-- START OF MATERIAL PROVIDED --

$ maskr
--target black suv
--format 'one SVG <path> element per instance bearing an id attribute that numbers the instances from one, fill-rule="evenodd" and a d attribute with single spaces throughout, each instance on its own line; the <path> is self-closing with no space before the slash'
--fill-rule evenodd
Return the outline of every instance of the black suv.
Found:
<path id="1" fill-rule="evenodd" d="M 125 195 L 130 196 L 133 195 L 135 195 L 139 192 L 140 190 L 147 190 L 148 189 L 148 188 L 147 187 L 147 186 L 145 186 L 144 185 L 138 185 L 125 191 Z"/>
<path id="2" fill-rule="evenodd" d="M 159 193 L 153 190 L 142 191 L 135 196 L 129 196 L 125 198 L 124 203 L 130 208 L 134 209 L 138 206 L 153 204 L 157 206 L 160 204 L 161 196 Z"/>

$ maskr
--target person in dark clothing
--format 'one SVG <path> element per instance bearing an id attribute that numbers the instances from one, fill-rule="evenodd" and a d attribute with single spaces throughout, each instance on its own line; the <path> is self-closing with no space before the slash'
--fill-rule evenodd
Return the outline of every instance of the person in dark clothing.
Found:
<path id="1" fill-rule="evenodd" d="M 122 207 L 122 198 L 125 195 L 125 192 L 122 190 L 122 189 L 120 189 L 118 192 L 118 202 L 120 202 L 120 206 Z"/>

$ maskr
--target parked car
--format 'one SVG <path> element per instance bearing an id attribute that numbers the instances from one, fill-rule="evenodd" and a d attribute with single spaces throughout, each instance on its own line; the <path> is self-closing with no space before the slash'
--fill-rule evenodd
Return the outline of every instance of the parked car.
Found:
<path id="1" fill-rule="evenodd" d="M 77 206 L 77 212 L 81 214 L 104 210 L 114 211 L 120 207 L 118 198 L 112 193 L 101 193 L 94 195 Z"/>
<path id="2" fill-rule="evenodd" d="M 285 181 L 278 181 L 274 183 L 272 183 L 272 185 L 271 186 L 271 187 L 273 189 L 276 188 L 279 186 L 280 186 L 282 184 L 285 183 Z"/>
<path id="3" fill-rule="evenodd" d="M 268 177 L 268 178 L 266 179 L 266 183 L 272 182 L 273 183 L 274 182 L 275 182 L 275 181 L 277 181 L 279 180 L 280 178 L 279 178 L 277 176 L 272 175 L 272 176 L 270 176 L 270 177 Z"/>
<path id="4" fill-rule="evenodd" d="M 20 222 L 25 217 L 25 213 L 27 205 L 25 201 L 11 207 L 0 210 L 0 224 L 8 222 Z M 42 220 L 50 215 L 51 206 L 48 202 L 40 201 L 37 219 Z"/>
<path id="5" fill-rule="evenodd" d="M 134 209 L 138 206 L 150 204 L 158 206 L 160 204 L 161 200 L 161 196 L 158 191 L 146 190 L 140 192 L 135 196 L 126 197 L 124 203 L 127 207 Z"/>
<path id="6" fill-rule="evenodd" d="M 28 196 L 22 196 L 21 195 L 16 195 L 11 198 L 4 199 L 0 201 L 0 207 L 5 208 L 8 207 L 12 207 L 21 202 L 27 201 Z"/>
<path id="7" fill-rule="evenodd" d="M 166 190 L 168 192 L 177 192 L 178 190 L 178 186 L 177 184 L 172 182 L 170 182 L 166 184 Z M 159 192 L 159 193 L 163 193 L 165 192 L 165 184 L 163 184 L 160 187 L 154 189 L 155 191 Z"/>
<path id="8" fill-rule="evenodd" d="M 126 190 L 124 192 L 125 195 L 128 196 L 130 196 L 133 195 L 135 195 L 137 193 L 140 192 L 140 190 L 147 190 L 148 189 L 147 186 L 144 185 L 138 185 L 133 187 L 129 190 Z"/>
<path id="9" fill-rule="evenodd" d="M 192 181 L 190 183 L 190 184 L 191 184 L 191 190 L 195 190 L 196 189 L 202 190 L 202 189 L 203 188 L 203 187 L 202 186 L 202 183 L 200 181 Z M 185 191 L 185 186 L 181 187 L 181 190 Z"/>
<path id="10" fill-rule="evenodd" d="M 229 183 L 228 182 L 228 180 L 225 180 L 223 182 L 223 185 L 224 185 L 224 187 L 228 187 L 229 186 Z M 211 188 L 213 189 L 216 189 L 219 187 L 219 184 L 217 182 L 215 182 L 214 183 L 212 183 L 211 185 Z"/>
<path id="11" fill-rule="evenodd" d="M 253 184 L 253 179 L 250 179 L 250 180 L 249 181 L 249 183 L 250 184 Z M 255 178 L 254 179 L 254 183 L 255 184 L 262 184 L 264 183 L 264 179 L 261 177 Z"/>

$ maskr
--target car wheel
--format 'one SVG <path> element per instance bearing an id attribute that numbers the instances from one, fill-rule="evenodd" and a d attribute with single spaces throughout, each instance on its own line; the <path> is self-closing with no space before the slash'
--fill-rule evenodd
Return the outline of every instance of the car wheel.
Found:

-- END OF MATERIAL PROVIDED --

WHAT YOU NEED TO DO: Reproduce each of the items above word for word, in the order in which they appear.

THE ANSWER:
$ maskr
--target black suv
--format 'one SVG <path> element per instance bearing an id attribute that numbers the instances from one, fill-rule="evenodd" and a d attribute with single spaces throughout, each instance on its own line; the <path> is self-closing with no space before the slash'
--fill-rule evenodd
Return the outline of every instance of the black suv.
Found:
<path id="1" fill-rule="evenodd" d="M 125 195 L 130 196 L 133 195 L 135 195 L 139 192 L 140 190 L 147 190 L 148 189 L 148 188 L 147 187 L 147 186 L 145 186 L 144 185 L 138 185 L 125 191 Z"/>
<path id="2" fill-rule="evenodd" d="M 159 193 L 153 190 L 142 191 L 135 196 L 129 196 L 125 198 L 124 203 L 130 208 L 134 209 L 138 206 L 153 204 L 157 206 L 160 204 L 161 196 Z"/>

$ maskr
--target person in dark clothing
--format 'one SVG <path> element per instance bearing an id attribute that numbers the instances from one, fill-rule="evenodd" and a d attribute with single spaces throughout, each instance on its own line; the <path> is self-closing with no space before the slash'
--fill-rule evenodd
Return the outline of every instance of the person in dark clothing.
Found:
<path id="1" fill-rule="evenodd" d="M 122 207 L 122 198 L 125 195 L 125 192 L 122 190 L 122 189 L 120 189 L 118 192 L 118 202 L 120 202 L 120 206 Z"/>

$ maskr
--target parked car
--format 'one SVG <path> element per instance bearing an id attribute that numbers the instances from one, fill-rule="evenodd" and a d attribute with single spaces throughout, each instance on its own line; the <path> is self-closing with no space before the slash'
--fill-rule evenodd
Return the outline of every instance of the parked car.
Found:
<path id="1" fill-rule="evenodd" d="M 77 206 L 77 212 L 81 214 L 104 210 L 114 211 L 120 207 L 118 198 L 112 193 L 101 193 L 94 195 Z"/>
<path id="2" fill-rule="evenodd" d="M 285 181 L 278 181 L 274 183 L 272 183 L 272 185 L 271 186 L 271 187 L 273 189 L 276 188 L 279 186 L 280 186 L 282 184 L 285 183 Z"/>
<path id="3" fill-rule="evenodd" d="M 268 177 L 268 178 L 266 179 L 266 183 L 272 182 L 273 183 L 274 182 L 275 182 L 275 181 L 277 181 L 279 180 L 280 178 L 279 178 L 277 176 L 272 175 L 272 176 L 270 176 L 270 177 Z"/>
<path id="4" fill-rule="evenodd" d="M 20 222 L 25 217 L 25 213 L 27 205 L 25 201 L 11 207 L 0 210 L 0 224 L 8 222 Z M 42 220 L 50 215 L 51 206 L 48 202 L 40 201 L 37 219 Z"/>
<path id="5" fill-rule="evenodd" d="M 134 209 L 138 206 L 150 204 L 158 206 L 160 204 L 161 200 L 161 196 L 158 191 L 146 190 L 140 192 L 135 196 L 126 197 L 124 203 L 127 207 Z"/>
<path id="6" fill-rule="evenodd" d="M 28 196 L 22 196 L 21 195 L 16 195 L 11 198 L 4 199 L 0 201 L 0 207 L 5 208 L 8 207 L 12 207 L 21 202 L 27 201 Z"/>
<path id="7" fill-rule="evenodd" d="M 166 190 L 168 192 L 177 192 L 178 190 L 178 186 L 177 184 L 172 182 L 170 182 L 166 184 Z M 159 192 L 159 193 L 163 193 L 165 192 L 165 184 L 163 184 L 160 187 L 154 189 L 155 191 Z"/>
<path id="8" fill-rule="evenodd" d="M 126 190 L 124 192 L 125 195 L 128 196 L 130 196 L 133 195 L 135 195 L 137 193 L 140 192 L 140 190 L 147 190 L 148 189 L 147 186 L 144 185 L 138 185 L 133 187 L 129 190 Z"/>
<path id="9" fill-rule="evenodd" d="M 192 181 L 190 183 L 190 184 L 191 184 L 191 190 L 195 190 L 196 189 L 202 190 L 202 189 L 203 188 L 203 187 L 202 186 L 202 183 L 200 181 Z M 185 191 L 185 186 L 181 187 L 181 190 Z"/>
<path id="10" fill-rule="evenodd" d="M 229 183 L 228 182 L 228 180 L 225 180 L 223 182 L 223 185 L 224 185 L 224 187 L 228 187 L 229 186 Z M 211 188 L 213 189 L 216 189 L 219 187 L 219 184 L 217 182 L 215 182 L 214 183 L 212 183 L 211 185 Z"/>
<path id="11" fill-rule="evenodd" d="M 253 184 L 253 179 L 250 179 L 250 180 L 249 181 L 249 183 L 250 184 Z M 255 178 L 254 179 L 254 183 L 255 184 L 262 184 L 264 183 L 264 179 L 261 177 Z"/>

$ maskr
--target car wheel
--format 'one SVG <path> element per instance bearing an id attribute that numbers the instances from one, fill-rule="evenodd" and a d attribute with single spaces throughout, each instance on its own line; the <path> is self-closing with no space before the slash'
--fill-rule evenodd
Return the outline of every instance of the car wheel.
Found:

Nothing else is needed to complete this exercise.